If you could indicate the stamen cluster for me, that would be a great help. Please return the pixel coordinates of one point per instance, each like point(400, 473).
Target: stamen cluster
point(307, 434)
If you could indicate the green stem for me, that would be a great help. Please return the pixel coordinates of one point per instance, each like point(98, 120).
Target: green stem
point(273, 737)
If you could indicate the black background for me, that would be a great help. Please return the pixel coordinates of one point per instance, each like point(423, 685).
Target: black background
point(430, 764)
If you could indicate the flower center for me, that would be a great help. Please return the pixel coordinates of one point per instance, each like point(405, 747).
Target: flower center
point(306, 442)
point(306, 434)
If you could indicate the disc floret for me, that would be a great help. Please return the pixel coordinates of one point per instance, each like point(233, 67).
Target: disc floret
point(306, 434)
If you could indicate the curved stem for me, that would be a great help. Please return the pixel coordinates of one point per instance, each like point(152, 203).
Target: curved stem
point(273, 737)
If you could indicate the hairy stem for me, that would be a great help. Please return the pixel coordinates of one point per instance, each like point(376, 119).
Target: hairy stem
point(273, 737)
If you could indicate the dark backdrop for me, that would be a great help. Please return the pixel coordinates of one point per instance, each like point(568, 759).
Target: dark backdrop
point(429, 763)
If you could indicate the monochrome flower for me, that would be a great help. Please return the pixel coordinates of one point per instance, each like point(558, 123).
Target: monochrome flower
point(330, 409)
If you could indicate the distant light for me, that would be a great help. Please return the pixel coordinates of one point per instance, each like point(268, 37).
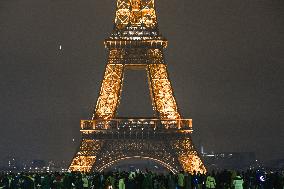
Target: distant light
point(262, 179)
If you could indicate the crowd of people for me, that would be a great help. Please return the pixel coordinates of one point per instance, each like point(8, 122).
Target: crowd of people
point(143, 180)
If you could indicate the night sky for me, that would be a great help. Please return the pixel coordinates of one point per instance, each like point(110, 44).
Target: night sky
point(225, 61)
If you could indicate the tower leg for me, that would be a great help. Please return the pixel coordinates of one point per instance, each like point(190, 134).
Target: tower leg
point(110, 92)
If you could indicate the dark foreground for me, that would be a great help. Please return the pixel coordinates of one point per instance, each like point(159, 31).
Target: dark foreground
point(143, 180)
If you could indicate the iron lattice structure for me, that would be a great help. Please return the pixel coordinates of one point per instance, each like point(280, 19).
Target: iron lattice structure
point(135, 43)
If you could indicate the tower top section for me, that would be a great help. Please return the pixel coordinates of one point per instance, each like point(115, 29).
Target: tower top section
point(135, 13)
point(135, 26)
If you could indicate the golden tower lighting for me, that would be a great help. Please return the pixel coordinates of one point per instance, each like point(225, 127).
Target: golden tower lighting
point(136, 43)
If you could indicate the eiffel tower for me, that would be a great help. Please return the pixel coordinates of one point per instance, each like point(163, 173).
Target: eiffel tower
point(136, 43)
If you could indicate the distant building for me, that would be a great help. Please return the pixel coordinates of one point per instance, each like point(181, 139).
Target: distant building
point(229, 160)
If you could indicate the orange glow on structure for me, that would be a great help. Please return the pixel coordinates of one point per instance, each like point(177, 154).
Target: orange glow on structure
point(136, 43)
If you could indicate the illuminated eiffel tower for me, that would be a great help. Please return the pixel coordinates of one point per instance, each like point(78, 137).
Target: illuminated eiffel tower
point(135, 43)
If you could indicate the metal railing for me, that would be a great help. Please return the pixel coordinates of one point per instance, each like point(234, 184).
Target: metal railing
point(122, 124)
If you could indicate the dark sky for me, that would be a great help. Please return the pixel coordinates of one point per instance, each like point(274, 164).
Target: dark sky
point(225, 60)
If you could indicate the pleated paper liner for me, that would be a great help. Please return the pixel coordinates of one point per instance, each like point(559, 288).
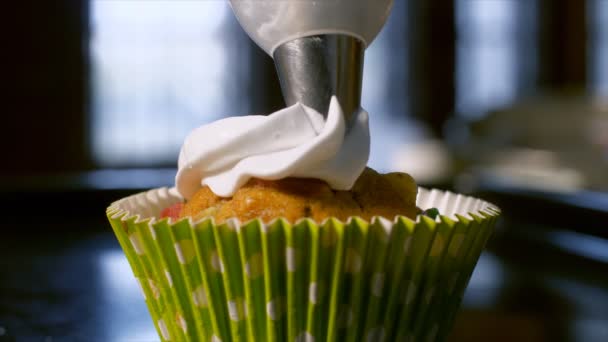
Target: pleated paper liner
point(336, 281)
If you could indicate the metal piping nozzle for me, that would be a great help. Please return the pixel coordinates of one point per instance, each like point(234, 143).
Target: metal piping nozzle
point(313, 69)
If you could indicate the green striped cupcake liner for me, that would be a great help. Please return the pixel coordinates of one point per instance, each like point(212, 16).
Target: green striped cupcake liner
point(400, 280)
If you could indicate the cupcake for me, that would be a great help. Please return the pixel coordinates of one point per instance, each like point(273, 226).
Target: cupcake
point(276, 230)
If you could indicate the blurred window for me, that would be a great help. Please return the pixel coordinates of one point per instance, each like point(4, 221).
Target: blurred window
point(495, 53)
point(385, 92)
point(159, 68)
point(598, 71)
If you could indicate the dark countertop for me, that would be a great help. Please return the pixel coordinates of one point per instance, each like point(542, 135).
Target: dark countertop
point(64, 278)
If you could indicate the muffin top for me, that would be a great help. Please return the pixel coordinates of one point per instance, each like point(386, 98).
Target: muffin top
point(373, 194)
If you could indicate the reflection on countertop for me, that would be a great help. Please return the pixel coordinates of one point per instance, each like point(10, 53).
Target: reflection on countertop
point(76, 285)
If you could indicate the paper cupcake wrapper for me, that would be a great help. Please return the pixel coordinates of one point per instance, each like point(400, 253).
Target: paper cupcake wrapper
point(335, 281)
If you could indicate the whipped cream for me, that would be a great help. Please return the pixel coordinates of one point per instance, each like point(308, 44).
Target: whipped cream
point(294, 142)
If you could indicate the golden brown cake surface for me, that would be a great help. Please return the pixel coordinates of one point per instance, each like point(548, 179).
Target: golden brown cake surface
point(373, 194)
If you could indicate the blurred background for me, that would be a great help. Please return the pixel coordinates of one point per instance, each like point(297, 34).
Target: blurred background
point(502, 99)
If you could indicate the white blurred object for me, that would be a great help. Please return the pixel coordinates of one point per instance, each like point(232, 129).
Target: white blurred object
point(557, 142)
point(271, 23)
point(428, 161)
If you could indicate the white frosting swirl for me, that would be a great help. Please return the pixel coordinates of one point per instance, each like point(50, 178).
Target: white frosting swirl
point(293, 142)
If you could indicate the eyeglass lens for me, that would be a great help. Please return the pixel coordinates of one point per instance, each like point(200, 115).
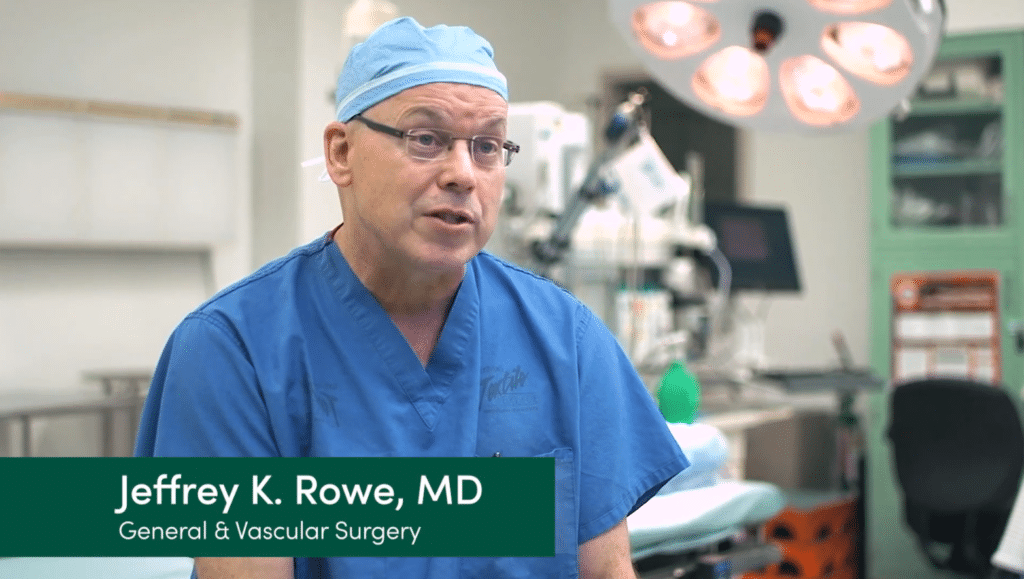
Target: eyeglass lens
point(431, 143)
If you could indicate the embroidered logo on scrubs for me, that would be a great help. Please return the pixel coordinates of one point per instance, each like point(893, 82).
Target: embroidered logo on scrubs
point(503, 389)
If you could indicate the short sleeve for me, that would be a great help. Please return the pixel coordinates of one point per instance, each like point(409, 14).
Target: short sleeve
point(627, 450)
point(205, 399)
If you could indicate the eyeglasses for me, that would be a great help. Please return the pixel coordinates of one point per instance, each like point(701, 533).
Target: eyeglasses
point(430, 145)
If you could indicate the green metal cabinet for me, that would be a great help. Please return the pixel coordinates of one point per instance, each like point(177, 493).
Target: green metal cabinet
point(947, 193)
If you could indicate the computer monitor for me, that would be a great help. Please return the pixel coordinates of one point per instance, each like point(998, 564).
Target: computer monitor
point(756, 242)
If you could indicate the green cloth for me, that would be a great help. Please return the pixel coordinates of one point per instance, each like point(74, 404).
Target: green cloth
point(679, 395)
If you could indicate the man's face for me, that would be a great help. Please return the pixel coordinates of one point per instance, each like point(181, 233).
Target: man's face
point(431, 215)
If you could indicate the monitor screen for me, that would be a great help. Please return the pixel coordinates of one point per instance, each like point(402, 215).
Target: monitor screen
point(756, 241)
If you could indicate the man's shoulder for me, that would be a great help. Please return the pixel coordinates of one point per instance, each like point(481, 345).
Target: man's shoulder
point(267, 285)
point(499, 275)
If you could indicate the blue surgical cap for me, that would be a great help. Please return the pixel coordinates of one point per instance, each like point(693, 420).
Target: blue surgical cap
point(401, 54)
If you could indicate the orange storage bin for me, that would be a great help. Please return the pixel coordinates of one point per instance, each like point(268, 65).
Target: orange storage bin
point(818, 525)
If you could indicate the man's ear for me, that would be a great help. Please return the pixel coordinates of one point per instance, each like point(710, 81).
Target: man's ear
point(337, 150)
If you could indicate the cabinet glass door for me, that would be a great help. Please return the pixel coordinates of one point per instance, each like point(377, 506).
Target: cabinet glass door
point(946, 170)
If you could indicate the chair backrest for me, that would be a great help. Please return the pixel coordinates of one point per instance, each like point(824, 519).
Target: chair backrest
point(958, 453)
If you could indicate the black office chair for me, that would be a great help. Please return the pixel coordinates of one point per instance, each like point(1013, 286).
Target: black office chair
point(958, 452)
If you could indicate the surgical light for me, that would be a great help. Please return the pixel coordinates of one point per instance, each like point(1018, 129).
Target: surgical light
point(808, 66)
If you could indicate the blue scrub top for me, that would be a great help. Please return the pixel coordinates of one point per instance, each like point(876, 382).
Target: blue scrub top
point(300, 360)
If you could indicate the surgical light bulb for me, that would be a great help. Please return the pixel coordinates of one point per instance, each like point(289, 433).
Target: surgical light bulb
point(673, 30)
point(849, 6)
point(871, 51)
point(815, 92)
point(734, 80)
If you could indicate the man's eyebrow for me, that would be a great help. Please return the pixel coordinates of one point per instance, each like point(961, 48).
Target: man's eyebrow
point(431, 115)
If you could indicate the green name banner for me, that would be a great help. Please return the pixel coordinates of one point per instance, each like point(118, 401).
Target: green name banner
point(276, 506)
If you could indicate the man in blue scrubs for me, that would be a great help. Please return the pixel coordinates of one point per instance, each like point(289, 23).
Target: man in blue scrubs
point(394, 335)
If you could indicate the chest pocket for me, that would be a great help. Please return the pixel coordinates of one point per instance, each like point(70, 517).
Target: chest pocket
point(563, 565)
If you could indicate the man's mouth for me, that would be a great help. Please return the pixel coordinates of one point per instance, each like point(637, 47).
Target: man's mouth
point(452, 217)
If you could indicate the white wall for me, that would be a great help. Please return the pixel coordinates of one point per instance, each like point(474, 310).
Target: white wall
point(65, 311)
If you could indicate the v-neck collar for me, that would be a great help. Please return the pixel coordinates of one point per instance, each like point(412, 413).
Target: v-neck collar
point(425, 387)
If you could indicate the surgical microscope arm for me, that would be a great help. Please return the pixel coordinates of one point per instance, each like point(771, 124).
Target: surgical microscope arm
point(621, 133)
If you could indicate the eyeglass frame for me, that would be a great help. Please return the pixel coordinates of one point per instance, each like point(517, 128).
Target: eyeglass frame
point(510, 148)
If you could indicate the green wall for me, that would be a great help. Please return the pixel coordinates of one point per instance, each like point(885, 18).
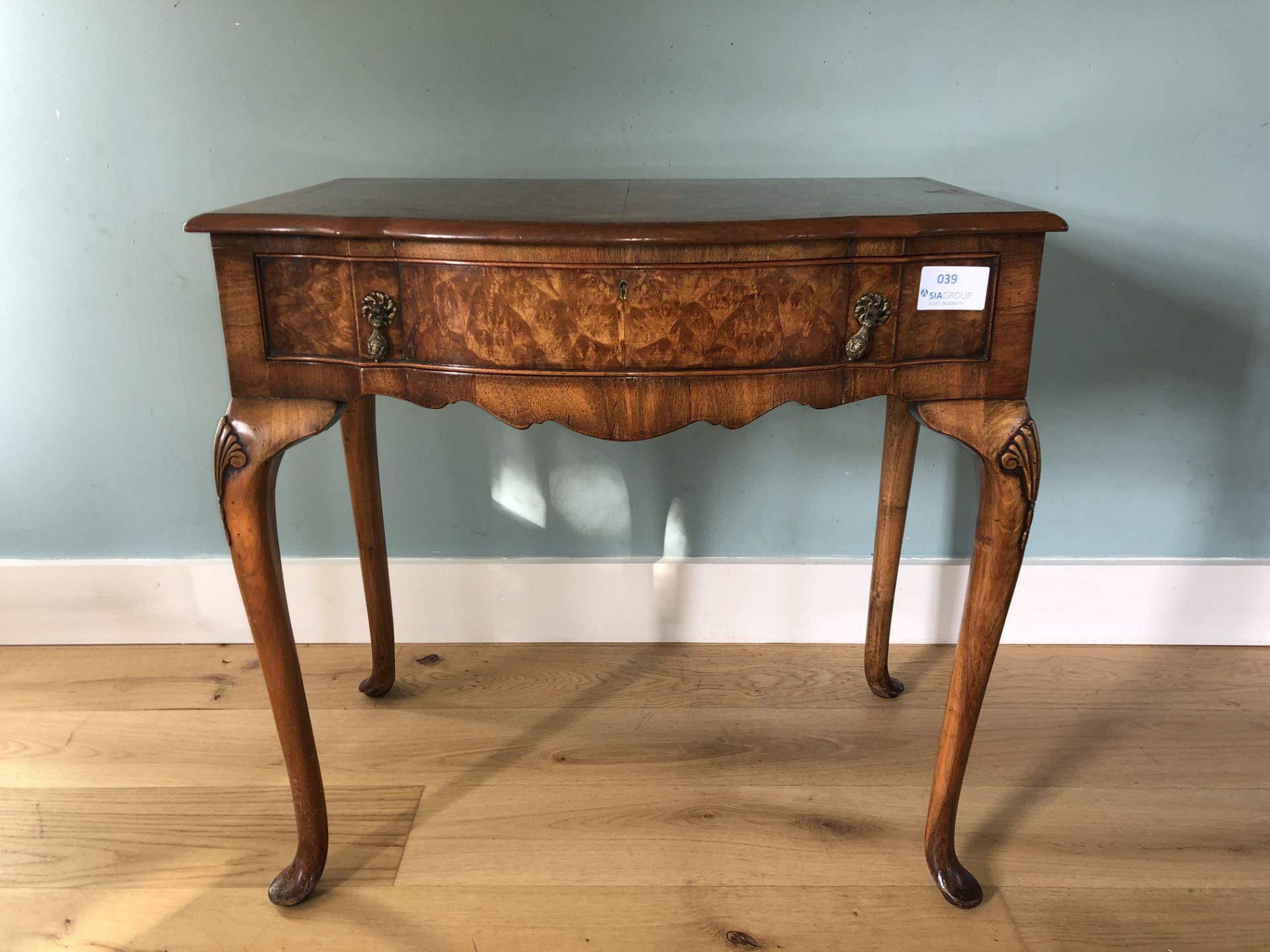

◇ ◇ ◇ ◇

== Task instructions ==
Reproduce the rows from the start through the line containing "point(307, 434)", replacing "stamen cluster" with "anther cluster" and leaving everything else unchanged.

== Solved problem ==
If you could indicate the anther cluster for me, that would be a great help. Please return the pixel coordinates of one point per instance, each like point(400, 473).
Target: anther cluster
point(307, 434)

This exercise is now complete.